> Task to carry out
Reproduce every one of the following lines word for word, omitting the pictures.

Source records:
-- -- --
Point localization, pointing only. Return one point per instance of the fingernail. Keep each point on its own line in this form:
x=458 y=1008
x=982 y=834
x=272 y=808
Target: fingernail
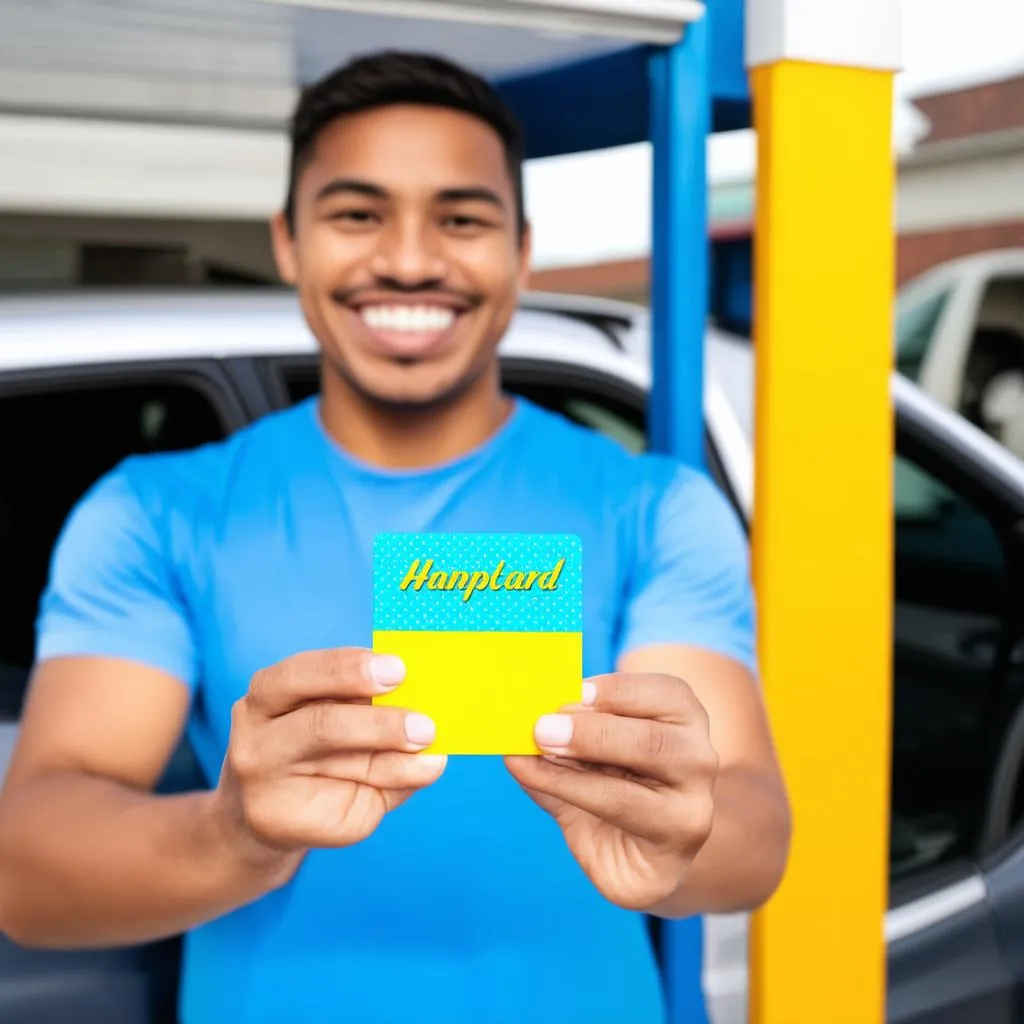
x=553 y=730
x=419 y=729
x=387 y=671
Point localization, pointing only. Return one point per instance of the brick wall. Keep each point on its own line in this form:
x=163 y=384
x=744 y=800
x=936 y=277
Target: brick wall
x=916 y=253
x=992 y=107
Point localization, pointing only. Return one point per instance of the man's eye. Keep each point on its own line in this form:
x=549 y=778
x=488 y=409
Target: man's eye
x=353 y=216
x=464 y=221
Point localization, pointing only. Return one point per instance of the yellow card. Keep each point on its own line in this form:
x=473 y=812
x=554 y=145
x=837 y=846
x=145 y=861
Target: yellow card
x=489 y=627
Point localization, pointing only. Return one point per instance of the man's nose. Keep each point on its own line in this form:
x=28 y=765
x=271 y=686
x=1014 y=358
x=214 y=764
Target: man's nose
x=410 y=253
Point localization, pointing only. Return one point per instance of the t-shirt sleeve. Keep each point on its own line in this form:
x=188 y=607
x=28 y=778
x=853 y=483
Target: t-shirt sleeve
x=691 y=582
x=112 y=589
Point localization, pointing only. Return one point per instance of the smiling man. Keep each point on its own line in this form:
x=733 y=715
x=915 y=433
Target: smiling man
x=331 y=872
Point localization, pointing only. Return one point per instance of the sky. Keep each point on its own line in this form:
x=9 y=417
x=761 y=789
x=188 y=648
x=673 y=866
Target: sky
x=567 y=197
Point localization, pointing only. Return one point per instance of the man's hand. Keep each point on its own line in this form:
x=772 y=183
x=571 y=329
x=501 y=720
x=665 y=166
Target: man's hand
x=629 y=775
x=312 y=763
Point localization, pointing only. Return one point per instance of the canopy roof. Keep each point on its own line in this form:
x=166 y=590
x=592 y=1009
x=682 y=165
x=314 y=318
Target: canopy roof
x=574 y=70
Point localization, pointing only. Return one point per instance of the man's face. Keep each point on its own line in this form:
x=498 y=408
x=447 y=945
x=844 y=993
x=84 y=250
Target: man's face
x=404 y=252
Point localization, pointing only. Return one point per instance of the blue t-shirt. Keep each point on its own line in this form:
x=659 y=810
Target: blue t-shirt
x=465 y=906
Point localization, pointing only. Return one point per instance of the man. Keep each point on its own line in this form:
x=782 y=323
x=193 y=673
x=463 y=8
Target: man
x=331 y=872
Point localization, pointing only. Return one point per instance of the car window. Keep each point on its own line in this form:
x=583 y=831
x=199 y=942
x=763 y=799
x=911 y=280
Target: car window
x=916 y=318
x=55 y=440
x=615 y=418
x=953 y=681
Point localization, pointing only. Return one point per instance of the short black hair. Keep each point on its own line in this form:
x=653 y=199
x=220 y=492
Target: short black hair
x=392 y=77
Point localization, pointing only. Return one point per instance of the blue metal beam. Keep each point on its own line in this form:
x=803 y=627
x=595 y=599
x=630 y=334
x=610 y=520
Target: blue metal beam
x=609 y=96
x=679 y=126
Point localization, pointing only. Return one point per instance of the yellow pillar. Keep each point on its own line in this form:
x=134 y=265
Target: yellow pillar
x=822 y=83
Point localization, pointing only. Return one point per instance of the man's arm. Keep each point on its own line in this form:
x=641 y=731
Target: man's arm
x=741 y=862
x=88 y=856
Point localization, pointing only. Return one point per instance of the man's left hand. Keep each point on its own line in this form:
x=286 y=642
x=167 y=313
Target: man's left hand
x=629 y=775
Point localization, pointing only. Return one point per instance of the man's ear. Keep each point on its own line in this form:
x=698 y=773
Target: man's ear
x=525 y=256
x=284 y=248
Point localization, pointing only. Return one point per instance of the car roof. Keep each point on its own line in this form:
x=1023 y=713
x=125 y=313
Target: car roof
x=94 y=327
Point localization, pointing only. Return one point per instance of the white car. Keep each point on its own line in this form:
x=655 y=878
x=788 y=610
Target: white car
x=87 y=379
x=960 y=334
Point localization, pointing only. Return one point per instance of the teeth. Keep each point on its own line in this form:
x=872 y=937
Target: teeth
x=408 y=317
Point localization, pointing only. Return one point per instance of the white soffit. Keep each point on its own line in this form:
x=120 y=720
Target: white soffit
x=639 y=20
x=850 y=33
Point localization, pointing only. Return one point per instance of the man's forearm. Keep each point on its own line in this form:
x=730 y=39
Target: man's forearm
x=743 y=859
x=87 y=862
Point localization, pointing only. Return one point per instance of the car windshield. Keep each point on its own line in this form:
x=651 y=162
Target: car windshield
x=730 y=366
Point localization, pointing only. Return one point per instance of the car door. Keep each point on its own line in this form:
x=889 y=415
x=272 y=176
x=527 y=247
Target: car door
x=60 y=428
x=957 y=683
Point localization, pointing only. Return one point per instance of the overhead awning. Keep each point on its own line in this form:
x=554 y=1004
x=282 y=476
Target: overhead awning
x=178 y=108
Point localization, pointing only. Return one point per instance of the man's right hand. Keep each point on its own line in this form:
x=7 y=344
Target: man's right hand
x=312 y=763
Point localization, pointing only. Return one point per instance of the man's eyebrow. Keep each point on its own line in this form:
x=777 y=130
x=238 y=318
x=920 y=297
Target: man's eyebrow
x=340 y=185
x=477 y=193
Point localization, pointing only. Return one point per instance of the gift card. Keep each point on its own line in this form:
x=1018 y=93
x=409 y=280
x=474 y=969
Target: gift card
x=489 y=627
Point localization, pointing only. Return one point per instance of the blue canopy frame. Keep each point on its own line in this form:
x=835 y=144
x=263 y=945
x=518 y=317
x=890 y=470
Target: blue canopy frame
x=673 y=96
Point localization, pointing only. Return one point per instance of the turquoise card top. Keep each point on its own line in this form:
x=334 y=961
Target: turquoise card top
x=515 y=583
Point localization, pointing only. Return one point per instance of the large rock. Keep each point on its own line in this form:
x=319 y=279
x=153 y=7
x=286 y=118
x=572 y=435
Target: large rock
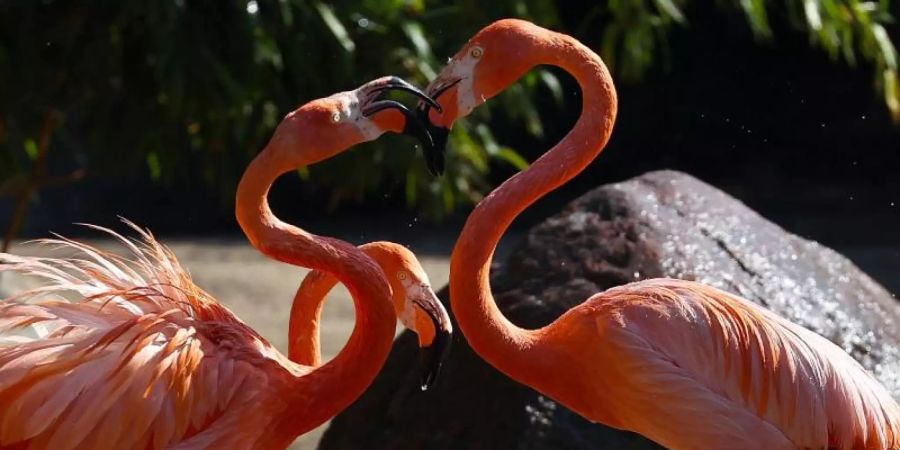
x=659 y=224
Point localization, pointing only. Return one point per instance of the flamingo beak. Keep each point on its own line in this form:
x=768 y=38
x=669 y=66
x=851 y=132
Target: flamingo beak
x=434 y=154
x=412 y=127
x=433 y=354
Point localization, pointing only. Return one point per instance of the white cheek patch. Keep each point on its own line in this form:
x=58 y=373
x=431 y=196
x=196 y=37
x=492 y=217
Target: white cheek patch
x=464 y=70
x=413 y=290
x=350 y=112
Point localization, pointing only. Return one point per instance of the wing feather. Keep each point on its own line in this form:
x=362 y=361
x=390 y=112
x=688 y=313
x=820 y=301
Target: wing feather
x=802 y=384
x=143 y=359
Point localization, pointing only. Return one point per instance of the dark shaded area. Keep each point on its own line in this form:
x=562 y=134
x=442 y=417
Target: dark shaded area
x=659 y=224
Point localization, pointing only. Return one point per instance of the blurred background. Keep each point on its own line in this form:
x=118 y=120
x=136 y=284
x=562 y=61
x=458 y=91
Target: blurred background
x=151 y=110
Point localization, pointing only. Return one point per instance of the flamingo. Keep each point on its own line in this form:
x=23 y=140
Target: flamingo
x=147 y=360
x=684 y=364
x=409 y=284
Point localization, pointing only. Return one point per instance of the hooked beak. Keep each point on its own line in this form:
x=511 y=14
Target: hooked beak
-- -- --
> Written solution
Point localization, pointing only. Return one point per instance of the fingernail. Keep each point on its own line in this form:
x=458 y=1008
x=982 y=834
x=272 y=808
Target: fingernail
x=553 y=730
x=419 y=729
x=387 y=671
Point localization, pointing only. Return one point per instance of the brick wall. Keep each point on its own line in this form:
x=163 y=384
x=744 y=800
x=936 y=277
Target: brick wall
x=916 y=253
x=992 y=107
Point localization, pointing only. Return one point per instance of the man's eye. Keep each point on its own line in this form:
x=549 y=778
x=488 y=409
Target: man's eye
x=353 y=216
x=464 y=221
Point localization, pointing only. Return one point per instance of the yellow card. Keep each point on its own line in this form:
x=473 y=812
x=554 y=145
x=837 y=846
x=145 y=861
Target: yellow card
x=489 y=627
Point localization, pointing only. Return one point per instance of the man's nose. Keep each point on its own line in this form:
x=28 y=765
x=271 y=686
x=1014 y=358
x=214 y=764
Target: man's nose
x=410 y=253
Point localization, pointing only. Return one point per instance of the t-shirt sleeve. Keep each point on its own line in this form:
x=188 y=607
x=28 y=778
x=853 y=483
Target: t-shirt sleeve
x=691 y=582
x=112 y=589
Point localization, pointing only. Return one point per instance of the smiling man. Keep each point on its own line in this form:
x=733 y=715
x=915 y=433
Target: smiling man
x=331 y=872
Point localization, pointing only. Return one point per instance of the sky. Keep each point on its own line in this form:
x=9 y=417
x=761 y=789
x=188 y=648
x=673 y=866
Target: sky
x=567 y=197
Point localization, pointing only. Return one point per instance of the man's hand. Keep each point on its own line in this form:
x=772 y=183
x=571 y=329
x=501 y=720
x=665 y=166
Target: man's hand
x=629 y=775
x=312 y=763
Point localization, pointing only. Return one point per instance of the canopy roof. Keep each point on its own line in this form:
x=166 y=590
x=592 y=1009
x=682 y=165
x=314 y=318
Target: canopy roof
x=574 y=70
Point localization, pointing only. Return one point per instance of the man's face. Keep each point on its own line in this form:
x=498 y=408
x=447 y=945
x=844 y=993
x=84 y=250
Target: man's face
x=404 y=252
Point localization, pointing only. Return one point per instance of the blue t-shirt. Keep each point on its own line in this form:
x=659 y=810
Target: blue t-shirt
x=465 y=906
Point localization, pointing only. Return one point per instance of the man. Keep each point on its own line in this form:
x=782 y=323
x=193 y=673
x=463 y=8
Target: man
x=331 y=872
Point localization, pointing only. Return one point per instance of the car window. Keep each point on its own line in this form:
x=583 y=831
x=199 y=942
x=763 y=799
x=911 y=280
Target: car window
x=916 y=318
x=55 y=440
x=615 y=418
x=953 y=681
Point localization, pointing only. Return one point per instance of the short black hair. Keep each point on its own line in this form:
x=653 y=199
x=220 y=492
Target: short black hair
x=392 y=77
Point localization, pointing only. Return one point per instance of the blue metal beam. Keep each point on its own line in this form:
x=803 y=627
x=595 y=599
x=630 y=334
x=610 y=520
Target: blue metal beam
x=609 y=96
x=679 y=126
Point localization, pointing only. Return one point per instance of the yellow pillar. Keep each point on its own line in this form:
x=134 y=265
Target: yellow pillar
x=822 y=83
Point localization, pointing only. Return one point per instance of the man's arm. Keep each point on its own line in this form:
x=641 y=731
Target: man's arm
x=741 y=862
x=88 y=856
Point localization, pointing only. Return one point per instance of the man's left hand. Keep each point on its own line in this form:
x=286 y=642
x=167 y=313
Target: man's left hand
x=629 y=775
Point localization, pointing only. Return one point per instance of the man's ear. Keep each point on its own line in this form:
x=698 y=773
Target: man's ear
x=525 y=256
x=284 y=248
Point localization, pointing only. Return one point per instance of the car roof. Keep each point on its own line in this form:
x=1023 y=713
x=125 y=313
Target: car roof
x=94 y=327
Point localization, pointing only. Return one point per instance of the white car. Keep each point on its own line in this form:
x=655 y=878
x=788 y=610
Target: white car
x=87 y=379
x=960 y=334
Point localization, pointing only. Return one point per instance of the teeth. Keep each point on its own line in this form:
x=872 y=937
Target: teeth
x=408 y=317
Point localization, pointing only. Return one point per instance of the white soffit. Keep each point on its own line in this form:
x=120 y=720
Target: white soffit
x=639 y=20
x=850 y=33
Point localization, pointing only. Return one point per instance of the man's forearm. Keep each point on its own line in this form:
x=730 y=39
Target: man's forearm
x=743 y=859
x=87 y=862
Point localization, pointing only. Return one point per instance of the car windshield. Keep each point on its own line in this form:
x=651 y=162
Target: car windshield
x=730 y=366
Point localization, pointing only. Return one point per instance of the car door. Keep each point on its own line in this form:
x=889 y=415
x=272 y=176
x=527 y=247
Target: car door
x=60 y=428
x=957 y=683
Point localization, pointing only. Return one point per instance of the overhead awning. Keep each point on its own line in this form:
x=554 y=1004
x=282 y=476
Target: overhead awning
x=178 y=108
Point localization, pointing only. Return one point per instance of the man's right hand. Keep each point on its own line in this form:
x=7 y=344
Target: man's right hand
x=312 y=763
Point localization, pointing only. Return one point per instance of the man's eyebrow. Keep each point on its own line in this form:
x=777 y=130
x=238 y=318
x=920 y=297
Target: man's eyebrow
x=340 y=185
x=477 y=193
Point localization, pointing only. Return one point per instance of the gift card. Keep each point on its own line in this form:
x=1018 y=93
x=409 y=280
x=474 y=969
Target: gift card
x=489 y=627
Point localization, pointing only. Return one point per instance of the blue canopy frame. Keep each point on its own line in this form:
x=835 y=144
x=263 y=945
x=518 y=317
x=890 y=470
Target: blue canopy frame
x=673 y=96
Point localization, pointing only. Return one point per instance of the turquoise card top. Keep each point on its own line in this form:
x=334 y=961
Target: turquoise card top
x=515 y=583
Point localization, pointing only. Return one point per instance of the large rock. Keep each point on its own line in this form:
x=319 y=279
x=153 y=7
x=286 y=118
x=572 y=435
Target: large rock
x=659 y=224
Point localization, pointing only. Return one point per instance of the flamingo beak. Keep each point on its own line in this form:
x=768 y=38
x=669 y=66
x=851 y=132
Target: flamingo beak
x=434 y=154
x=412 y=127
x=433 y=354
Point localization, pointing only. Return one point per instance of the white cheek patch. Keep each point on its own line in this form:
x=58 y=373
x=431 y=196
x=196 y=37
x=492 y=217
Target: white cheek patch
x=464 y=70
x=413 y=290
x=350 y=112
Point localization, pointing only. Return one point per instance of the wing feather. Keep each point on its own line in this form:
x=362 y=361
x=390 y=112
x=688 y=313
x=820 y=301
Target: wing feather
x=802 y=384
x=143 y=359
Point localization, pointing only. Return one point per instance of the dark shaded area. Keep each point on its own line in this form:
x=562 y=134
x=442 y=417
Target: dark shaded area
x=659 y=224
Point localization, pointing only. Return one point per instance of the blurred background. Keep each point on its own line in this form:
x=118 y=120
x=136 y=284
x=562 y=61
x=458 y=91
Target: blurred background
x=151 y=110
Point localization, pointing only. Return one point per instance of the flamingo. Keep each point on its own line in this form:
x=23 y=140
Target: flamingo
x=147 y=360
x=684 y=364
x=409 y=284
Point localization, pointing only. Return one point per instance of the hooked beak. Keep each point on its own line in this form:
x=511 y=14
Target: hooked beak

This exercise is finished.